▶ [Location annotation dataset excerpts]
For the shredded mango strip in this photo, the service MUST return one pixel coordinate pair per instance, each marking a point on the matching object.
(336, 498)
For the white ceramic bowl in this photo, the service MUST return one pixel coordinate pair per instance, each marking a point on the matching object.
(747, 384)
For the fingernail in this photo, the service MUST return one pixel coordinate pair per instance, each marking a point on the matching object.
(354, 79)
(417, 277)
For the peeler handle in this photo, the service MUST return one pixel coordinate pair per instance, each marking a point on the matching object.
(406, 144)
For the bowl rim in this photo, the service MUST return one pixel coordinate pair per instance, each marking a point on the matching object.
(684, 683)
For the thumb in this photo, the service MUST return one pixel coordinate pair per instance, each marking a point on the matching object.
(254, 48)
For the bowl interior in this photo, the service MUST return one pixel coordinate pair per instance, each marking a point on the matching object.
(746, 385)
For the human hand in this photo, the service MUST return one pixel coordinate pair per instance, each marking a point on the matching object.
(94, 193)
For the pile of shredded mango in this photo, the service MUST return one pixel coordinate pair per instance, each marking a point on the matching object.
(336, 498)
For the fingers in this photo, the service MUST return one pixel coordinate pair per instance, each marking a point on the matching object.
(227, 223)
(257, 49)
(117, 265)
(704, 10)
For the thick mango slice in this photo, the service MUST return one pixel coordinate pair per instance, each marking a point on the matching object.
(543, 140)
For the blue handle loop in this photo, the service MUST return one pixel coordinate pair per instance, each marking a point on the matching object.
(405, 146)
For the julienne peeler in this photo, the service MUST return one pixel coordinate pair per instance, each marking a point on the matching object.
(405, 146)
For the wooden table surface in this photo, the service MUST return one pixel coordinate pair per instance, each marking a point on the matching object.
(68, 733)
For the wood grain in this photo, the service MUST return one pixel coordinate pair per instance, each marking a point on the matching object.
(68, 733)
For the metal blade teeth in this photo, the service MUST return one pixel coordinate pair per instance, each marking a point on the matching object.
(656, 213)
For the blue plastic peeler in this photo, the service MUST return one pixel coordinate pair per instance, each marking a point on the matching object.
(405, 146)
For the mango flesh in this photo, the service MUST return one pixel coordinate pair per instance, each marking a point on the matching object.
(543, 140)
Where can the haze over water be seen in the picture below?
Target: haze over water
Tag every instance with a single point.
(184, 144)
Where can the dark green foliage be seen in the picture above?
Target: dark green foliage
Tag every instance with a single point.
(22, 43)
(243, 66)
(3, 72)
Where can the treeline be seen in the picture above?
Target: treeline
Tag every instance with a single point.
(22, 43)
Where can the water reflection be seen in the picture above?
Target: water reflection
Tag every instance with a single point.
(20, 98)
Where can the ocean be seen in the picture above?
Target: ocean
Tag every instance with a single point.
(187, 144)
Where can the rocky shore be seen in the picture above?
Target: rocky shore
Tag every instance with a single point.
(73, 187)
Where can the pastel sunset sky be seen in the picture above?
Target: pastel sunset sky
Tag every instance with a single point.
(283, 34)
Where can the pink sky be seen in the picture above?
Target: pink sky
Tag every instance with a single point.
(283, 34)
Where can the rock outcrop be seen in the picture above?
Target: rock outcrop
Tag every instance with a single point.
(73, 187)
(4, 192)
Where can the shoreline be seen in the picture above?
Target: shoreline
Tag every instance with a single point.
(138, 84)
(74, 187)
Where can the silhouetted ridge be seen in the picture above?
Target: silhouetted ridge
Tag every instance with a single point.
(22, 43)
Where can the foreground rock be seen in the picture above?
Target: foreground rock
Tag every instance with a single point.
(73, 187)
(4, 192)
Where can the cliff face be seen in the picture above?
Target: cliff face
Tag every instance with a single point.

▶ [Requirements] Repeat every entry exactly, please.

▶ [Solution for this exercise]
For the shredded mango strip in this photo, the service MUST return one pixel coordinate pair per instance, each marking a point on the matching object.
(336, 498)
For the white ceramic bowl in this photo, the service MUST return one pixel coordinate pair per instance, each marking a point on the matching object.
(747, 384)
For the fingernail in this photo, the service MUST return one pixel coordinate pair per instance, each marking a point on the matching object.
(354, 79)
(417, 277)
For the peeler handle in this photo, the service MUST return one pixel coordinate pair per instance, each marking a point on the matching object.
(406, 144)
For the bowl rim in this photo, the service MUST return one pixel coordinate pair per instance, each marking a point on the matching object.
(684, 683)
For the thumb in this photo, the service MUST return one pixel coordinate pair per instance, each marking a point on the matching object.
(254, 48)
For the bowl interior in this photo, the service MUST return one pixel coordinate pair per instance, each marking a point on the matching object.
(746, 385)
For the human hand in this photo, the service MUST return one pixel coordinate pair per instance, each marking a point on the matching object.
(94, 193)
For the pile of shredded mango in this photo, the service MUST return one pixel coordinate pair per instance, each marking a point on the matching object.
(336, 498)
For the fingers in this photo, the service MUST return one pixel coordinate pair per instance, each marking a point on the matching object.
(227, 223)
(257, 49)
(117, 265)
(704, 10)
For the thick mango slice in this photo, the service MUST return one pixel coordinate pair per instance, each marking a point on the matching object.
(543, 140)
For the blue handle loop in this photo, the service MUST return one pixel coordinate pair per instance, each marking a point on the matching object.
(405, 146)
For the julienne peeler in this photo, the service MUST return one pixel coordinate pair per instance, each marking a point on the matching object.
(405, 146)
For the wooden table surface in this photo, the service MUST return one pixel coordinate pair per instance, each marking a point on the matching object.
(68, 733)
For the wood grain in this photo, the service MUST return one pixel coordinate pair per instance, each marking a point on the matching object.
(68, 733)
For the metal blade teeth in this photo, the service MUST return one pixel coordinate pair per instance, each marking a point on the matching object.
(656, 213)
For the blue plastic peeler in this photo, the service MUST return one pixel coordinate pair per instance, each marking a point on the matching object.
(405, 146)
For the mango flesh in this photo, the service MUST return one pixel coordinate pair per instance, each marking a point on the matching object.
(543, 140)
Where can the haze over water be seen in the picture below?
Target: haze over water
Tag every instance with a single point.
(184, 144)
Where can the dark green foliage be seen in the picture above?
Target: dark green foliage
Tag every instance with a single point.
(22, 43)
(243, 66)
(3, 72)
Where can the treeline be seen in the picture above?
Target: treeline
Tag every instance with a single point.
(22, 43)
Where can the water reflection be seen in the picture above?
Target: water reflection
Tag every instance with a single point.
(20, 98)
Where can the ocean be seen in the picture above?
Target: ocean
Tag every instance with a single point.
(187, 144)
Where can the rocky shore be seen in the picture above?
Target: rocky shore
Tag every instance with a single point.
(73, 187)
Where can the pastel sunset sky be seen in the picture above?
Target: pastel sunset sky
Tag every instance with a single point.
(283, 34)
Where can the pink sky be seen in the picture above?
Target: pink sky
Tag every instance with a single point.
(283, 34)
Where can the rock outcrop be seen in the picture above?
Target: rock outcrop
Tag every instance with a single point.
(73, 187)
(4, 192)
Where can the shoreline be seen in the picture above?
Target: shoreline
Tag every instance with a single point.
(138, 84)
(74, 187)
Where can the silhouetted ridge be seen in the picture above?
Target: silhouetted ridge
Tag every instance with a single point.
(22, 43)
Where can the foreground rock be seen in the picture above?
Target: foreground rock
Tag every instance with a single point.
(73, 187)
(4, 192)
Where can the cliff face be seen in the picture above?
Target: cliff face
Tag every instance with a single point.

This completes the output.